- **PROBLEM DETAILS**
Repeat the records below word for word, but start at the line that contains "Definition of the keypoint: for every instance of the dusk", stop after the last line, and include nothing else.

- **MATERIAL TO PROCESS**
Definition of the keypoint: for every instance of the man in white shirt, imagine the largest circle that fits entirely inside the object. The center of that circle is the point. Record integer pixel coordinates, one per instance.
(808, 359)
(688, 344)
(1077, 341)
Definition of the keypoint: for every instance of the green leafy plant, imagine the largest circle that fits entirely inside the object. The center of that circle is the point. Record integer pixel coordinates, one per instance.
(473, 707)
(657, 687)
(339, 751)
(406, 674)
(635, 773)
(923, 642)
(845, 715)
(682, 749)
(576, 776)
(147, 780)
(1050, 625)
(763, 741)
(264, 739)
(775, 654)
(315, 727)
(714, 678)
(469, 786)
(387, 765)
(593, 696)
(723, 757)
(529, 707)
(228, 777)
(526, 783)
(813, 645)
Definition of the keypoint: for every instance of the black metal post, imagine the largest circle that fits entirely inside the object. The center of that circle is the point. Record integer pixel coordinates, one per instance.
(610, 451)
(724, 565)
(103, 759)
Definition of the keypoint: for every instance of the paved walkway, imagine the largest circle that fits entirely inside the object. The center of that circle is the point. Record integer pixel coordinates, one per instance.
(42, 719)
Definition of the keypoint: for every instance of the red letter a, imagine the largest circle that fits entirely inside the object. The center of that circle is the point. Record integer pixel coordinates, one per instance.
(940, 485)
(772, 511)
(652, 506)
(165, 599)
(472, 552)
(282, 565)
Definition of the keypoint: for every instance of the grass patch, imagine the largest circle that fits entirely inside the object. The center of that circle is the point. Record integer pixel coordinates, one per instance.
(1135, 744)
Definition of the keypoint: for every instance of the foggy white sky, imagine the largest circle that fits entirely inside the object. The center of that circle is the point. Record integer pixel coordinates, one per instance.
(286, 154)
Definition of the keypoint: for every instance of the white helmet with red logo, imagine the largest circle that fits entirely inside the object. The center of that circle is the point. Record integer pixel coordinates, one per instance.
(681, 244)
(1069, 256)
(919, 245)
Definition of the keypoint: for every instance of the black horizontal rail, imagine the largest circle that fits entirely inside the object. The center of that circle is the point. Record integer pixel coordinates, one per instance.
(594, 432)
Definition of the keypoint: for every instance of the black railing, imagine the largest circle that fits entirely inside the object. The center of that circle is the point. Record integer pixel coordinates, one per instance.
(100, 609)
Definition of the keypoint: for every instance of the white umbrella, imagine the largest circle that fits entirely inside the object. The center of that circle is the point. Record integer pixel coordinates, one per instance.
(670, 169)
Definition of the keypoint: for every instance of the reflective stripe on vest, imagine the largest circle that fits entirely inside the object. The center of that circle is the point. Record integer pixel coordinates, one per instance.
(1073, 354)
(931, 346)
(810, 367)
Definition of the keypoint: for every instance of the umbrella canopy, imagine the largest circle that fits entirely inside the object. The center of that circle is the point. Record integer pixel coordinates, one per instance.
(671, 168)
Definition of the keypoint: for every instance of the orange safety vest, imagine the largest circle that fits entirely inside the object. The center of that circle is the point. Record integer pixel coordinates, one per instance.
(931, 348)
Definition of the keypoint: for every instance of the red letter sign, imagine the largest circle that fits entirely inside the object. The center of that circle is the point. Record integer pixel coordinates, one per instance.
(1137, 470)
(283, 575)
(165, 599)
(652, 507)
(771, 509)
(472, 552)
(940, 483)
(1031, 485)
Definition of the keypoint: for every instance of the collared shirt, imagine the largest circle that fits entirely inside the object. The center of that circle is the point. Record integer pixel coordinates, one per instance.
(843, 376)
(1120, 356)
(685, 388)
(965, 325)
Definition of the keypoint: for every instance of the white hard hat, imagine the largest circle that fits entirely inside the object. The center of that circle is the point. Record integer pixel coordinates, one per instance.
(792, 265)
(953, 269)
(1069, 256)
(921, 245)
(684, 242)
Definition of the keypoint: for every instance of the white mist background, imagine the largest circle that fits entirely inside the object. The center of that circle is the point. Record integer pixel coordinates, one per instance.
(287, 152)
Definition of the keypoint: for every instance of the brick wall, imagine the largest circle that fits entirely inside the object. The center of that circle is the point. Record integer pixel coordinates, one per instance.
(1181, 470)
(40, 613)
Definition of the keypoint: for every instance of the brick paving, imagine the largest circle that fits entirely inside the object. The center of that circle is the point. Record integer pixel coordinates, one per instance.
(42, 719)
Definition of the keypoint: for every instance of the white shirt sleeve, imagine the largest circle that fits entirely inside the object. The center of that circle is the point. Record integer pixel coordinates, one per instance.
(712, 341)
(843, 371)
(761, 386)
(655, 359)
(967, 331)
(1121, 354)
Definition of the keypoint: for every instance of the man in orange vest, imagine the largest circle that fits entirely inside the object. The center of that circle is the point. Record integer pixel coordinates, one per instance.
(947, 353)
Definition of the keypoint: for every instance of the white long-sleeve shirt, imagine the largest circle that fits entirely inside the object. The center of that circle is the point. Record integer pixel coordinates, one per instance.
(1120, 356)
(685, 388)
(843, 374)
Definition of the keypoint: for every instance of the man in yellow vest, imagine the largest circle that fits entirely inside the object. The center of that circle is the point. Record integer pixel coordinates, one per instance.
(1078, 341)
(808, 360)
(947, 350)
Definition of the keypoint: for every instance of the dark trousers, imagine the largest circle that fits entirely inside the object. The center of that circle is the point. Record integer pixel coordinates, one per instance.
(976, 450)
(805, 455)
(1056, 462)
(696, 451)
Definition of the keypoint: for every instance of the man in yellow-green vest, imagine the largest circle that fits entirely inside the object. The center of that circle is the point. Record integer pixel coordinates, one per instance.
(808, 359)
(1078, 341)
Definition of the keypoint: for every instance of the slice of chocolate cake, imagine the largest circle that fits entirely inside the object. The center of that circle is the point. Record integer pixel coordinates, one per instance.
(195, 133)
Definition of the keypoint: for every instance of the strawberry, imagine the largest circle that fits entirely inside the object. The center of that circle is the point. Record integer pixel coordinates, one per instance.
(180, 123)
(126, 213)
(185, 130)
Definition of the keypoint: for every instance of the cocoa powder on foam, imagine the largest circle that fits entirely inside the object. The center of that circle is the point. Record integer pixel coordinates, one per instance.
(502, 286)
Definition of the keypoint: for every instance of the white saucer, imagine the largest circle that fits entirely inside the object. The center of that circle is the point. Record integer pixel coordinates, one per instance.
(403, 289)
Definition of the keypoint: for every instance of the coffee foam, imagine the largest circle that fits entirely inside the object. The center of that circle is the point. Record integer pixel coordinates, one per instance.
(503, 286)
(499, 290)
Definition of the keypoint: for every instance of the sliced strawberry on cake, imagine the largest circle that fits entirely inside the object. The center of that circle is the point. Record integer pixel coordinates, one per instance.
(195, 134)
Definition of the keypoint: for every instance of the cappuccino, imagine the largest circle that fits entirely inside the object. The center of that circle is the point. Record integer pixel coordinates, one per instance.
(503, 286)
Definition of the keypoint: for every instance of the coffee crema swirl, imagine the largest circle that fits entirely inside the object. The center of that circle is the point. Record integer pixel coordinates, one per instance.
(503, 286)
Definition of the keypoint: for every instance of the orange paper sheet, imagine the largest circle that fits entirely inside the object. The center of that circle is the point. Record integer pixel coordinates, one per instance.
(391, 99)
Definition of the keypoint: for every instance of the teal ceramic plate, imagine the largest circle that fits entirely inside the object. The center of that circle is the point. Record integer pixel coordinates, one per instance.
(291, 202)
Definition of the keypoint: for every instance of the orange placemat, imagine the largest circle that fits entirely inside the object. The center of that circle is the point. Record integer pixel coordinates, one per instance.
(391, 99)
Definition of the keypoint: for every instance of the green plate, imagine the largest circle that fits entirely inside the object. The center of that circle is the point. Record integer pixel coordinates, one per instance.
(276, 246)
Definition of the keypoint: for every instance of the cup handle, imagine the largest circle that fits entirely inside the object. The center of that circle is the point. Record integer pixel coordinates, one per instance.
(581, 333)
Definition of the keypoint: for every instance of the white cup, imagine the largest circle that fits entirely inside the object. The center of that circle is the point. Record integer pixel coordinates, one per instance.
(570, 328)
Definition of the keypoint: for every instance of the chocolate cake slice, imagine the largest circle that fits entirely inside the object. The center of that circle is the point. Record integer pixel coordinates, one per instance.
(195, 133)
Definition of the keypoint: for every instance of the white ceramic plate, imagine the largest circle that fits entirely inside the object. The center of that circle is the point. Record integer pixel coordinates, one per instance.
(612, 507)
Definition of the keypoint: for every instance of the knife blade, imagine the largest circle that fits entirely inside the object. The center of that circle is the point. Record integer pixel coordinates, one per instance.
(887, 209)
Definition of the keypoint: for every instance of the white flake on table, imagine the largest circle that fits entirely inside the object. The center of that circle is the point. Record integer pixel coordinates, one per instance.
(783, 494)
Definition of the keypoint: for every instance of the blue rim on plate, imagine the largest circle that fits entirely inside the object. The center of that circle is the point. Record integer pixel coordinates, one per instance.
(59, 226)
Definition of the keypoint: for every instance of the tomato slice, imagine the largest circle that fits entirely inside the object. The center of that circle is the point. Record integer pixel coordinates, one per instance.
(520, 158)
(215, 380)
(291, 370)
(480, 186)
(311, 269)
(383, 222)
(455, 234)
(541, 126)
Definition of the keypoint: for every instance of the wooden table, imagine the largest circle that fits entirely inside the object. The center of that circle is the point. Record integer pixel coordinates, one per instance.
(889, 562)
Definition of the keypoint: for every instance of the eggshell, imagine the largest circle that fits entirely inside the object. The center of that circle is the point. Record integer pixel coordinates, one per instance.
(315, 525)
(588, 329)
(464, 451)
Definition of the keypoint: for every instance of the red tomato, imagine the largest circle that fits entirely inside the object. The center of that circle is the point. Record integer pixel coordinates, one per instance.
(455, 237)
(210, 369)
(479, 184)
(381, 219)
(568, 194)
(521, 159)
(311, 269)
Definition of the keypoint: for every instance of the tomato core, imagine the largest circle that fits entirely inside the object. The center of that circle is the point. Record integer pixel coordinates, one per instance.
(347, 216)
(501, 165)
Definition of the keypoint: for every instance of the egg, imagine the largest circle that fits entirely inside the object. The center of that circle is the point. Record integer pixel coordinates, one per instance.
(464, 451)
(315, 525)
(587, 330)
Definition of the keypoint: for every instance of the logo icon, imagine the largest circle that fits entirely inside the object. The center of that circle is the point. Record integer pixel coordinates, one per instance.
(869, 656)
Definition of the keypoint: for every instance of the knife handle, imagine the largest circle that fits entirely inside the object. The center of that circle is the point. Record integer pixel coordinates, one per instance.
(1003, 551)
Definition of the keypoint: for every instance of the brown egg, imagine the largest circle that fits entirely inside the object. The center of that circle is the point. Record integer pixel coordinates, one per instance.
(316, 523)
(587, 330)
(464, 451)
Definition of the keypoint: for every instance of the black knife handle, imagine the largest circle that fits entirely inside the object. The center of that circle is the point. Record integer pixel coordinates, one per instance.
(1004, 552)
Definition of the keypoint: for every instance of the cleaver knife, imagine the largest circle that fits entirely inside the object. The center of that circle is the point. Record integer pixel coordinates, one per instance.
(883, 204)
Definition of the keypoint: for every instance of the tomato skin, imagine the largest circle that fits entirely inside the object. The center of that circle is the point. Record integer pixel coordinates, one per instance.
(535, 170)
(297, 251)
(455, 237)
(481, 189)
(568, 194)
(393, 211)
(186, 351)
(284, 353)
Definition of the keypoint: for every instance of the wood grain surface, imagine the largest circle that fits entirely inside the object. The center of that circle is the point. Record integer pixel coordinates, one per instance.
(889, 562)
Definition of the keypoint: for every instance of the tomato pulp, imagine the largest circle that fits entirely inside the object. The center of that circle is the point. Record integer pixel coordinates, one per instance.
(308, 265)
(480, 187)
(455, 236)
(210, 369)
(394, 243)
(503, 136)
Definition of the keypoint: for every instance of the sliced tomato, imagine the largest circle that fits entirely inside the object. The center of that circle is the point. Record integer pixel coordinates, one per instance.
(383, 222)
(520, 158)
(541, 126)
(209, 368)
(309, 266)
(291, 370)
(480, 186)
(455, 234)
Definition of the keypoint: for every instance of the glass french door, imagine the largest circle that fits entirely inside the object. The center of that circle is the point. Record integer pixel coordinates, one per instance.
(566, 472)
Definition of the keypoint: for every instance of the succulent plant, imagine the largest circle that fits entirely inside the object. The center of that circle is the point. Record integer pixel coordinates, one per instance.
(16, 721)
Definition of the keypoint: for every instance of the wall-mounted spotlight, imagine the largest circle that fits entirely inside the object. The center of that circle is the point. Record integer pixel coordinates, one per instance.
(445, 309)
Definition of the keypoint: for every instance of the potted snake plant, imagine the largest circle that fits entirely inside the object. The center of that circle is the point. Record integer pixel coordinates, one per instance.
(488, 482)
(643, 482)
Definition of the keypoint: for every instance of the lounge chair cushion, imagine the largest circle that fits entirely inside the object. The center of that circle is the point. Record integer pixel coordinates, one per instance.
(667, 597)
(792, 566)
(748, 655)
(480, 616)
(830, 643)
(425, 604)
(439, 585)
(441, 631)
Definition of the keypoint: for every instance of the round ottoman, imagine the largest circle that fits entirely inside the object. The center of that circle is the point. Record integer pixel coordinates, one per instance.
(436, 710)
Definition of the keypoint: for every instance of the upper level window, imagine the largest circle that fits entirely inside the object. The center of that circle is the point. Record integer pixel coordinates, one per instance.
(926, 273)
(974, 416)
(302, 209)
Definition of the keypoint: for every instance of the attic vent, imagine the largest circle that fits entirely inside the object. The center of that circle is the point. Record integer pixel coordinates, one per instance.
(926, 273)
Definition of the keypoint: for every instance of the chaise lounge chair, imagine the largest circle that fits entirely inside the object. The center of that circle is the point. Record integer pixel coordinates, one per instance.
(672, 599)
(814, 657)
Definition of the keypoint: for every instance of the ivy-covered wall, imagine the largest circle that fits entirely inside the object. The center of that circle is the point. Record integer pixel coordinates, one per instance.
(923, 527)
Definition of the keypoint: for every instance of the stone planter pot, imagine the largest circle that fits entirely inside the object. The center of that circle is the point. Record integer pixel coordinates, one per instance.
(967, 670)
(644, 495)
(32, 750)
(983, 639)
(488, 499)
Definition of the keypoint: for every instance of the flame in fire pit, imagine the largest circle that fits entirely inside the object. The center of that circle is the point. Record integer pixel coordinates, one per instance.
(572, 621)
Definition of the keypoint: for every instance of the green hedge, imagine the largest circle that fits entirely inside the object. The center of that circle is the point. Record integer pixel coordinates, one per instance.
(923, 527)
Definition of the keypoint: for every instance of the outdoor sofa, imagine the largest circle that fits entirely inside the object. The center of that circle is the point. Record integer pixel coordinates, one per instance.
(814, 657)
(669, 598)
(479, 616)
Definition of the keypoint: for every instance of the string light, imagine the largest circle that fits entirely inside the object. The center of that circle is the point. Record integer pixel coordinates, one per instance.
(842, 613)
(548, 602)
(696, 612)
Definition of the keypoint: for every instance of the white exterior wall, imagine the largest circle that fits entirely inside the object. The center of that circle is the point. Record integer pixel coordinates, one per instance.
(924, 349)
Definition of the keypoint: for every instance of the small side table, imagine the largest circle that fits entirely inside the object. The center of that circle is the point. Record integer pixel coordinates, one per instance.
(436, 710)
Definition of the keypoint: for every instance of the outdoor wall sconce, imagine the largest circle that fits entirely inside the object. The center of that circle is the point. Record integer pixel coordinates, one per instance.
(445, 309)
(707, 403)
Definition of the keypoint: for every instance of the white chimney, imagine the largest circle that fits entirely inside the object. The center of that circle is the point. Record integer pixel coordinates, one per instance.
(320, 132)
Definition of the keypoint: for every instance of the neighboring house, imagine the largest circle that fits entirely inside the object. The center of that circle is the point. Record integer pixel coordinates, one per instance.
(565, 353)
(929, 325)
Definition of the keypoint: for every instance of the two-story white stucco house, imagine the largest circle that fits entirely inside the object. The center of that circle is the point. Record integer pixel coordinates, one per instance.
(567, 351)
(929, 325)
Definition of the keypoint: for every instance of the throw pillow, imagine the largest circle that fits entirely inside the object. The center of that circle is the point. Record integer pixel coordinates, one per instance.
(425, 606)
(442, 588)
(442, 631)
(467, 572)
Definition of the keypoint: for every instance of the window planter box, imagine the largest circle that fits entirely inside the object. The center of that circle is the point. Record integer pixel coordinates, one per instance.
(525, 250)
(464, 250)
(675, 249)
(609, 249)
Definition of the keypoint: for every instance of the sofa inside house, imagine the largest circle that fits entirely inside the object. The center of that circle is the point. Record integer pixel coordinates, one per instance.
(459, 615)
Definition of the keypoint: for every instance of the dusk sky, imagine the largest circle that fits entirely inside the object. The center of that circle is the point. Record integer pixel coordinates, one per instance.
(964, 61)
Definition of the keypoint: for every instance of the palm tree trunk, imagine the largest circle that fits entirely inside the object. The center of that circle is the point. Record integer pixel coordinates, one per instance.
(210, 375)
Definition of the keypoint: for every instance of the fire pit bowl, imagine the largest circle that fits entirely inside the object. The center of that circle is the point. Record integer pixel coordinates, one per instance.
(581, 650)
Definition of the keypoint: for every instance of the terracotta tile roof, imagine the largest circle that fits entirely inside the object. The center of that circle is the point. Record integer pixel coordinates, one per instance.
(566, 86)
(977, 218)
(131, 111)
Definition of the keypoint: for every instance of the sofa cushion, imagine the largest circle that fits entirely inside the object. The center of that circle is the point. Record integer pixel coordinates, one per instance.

- **TASK OUTPUT**
Definition of the keypoint: for every instance of the dusk sky, imagine the largest circle that fits entirely inside the object. The center of that circle is the point. Record integer pixel coordinates, one per instance.
(964, 61)
Definition of the keypoint: for every instance of the palm tree trunk, imagine the largest circle that fits entirely inside the object. The center of that circle is the point. Record integer pixel coordinates, one per instance.
(210, 375)
Definition of the keypoint: for every instance of the fire pit bowl, imagine the largest circle that fits entirely inside the object. The center of that circle is the point. Record integer pixel coordinates, one per instance.
(581, 650)
Definition of the keypoint: for every instance of the terracotta tile roof, imagine the largest circle that fits entirely inside the object. The center of that circle is the point. Record integer pixel coordinates, one per instance.
(566, 86)
(977, 218)
(131, 111)
Definition of the keypoint: for every instance of the sofa cushion, imagine the largest circle that fits entirely inside the object. The center of that circle is the point. Record integer pixel coordinates, one per instance.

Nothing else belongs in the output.